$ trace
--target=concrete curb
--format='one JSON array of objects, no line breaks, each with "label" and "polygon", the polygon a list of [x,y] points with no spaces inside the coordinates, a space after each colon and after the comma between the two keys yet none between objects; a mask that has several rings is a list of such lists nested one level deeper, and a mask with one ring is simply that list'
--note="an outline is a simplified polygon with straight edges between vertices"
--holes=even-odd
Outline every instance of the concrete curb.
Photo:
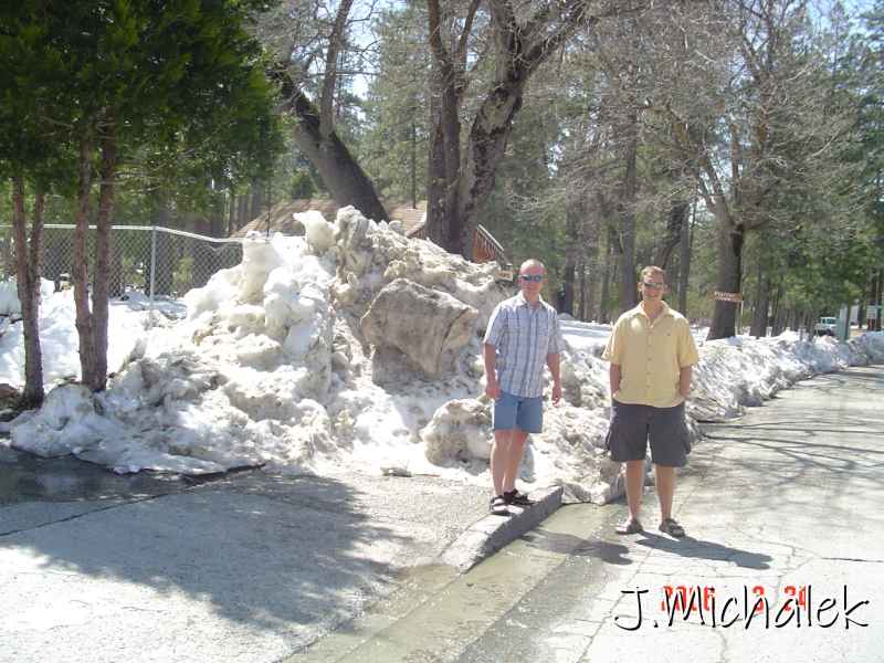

○ ○ ○ ○ ○

=== TASK STATEMENT ===
Can you turn the lines above into a numbered list, skipping any blank lines and leaving the picture out?

=== ANSWER TO THIS PROBLEM ===
1. $ trace
2. --target=concrete curb
3. --format='one JSON array of objects, no line breaks, each with "label" and "polygon", the polygon a list of [x,y] points with no spaces inside the coordinates, a space after each colon and after the comma between the two keys yet none between objects; a mask that has several rings is a list of such lists nested one level deeper, and a mask with one ring is simply that list'
4. --note="an outline is a simplified polygon with straight edges between vertices"
5. --holes=even-odd
6. Outline every instance of the concrete curb.
7. Photo:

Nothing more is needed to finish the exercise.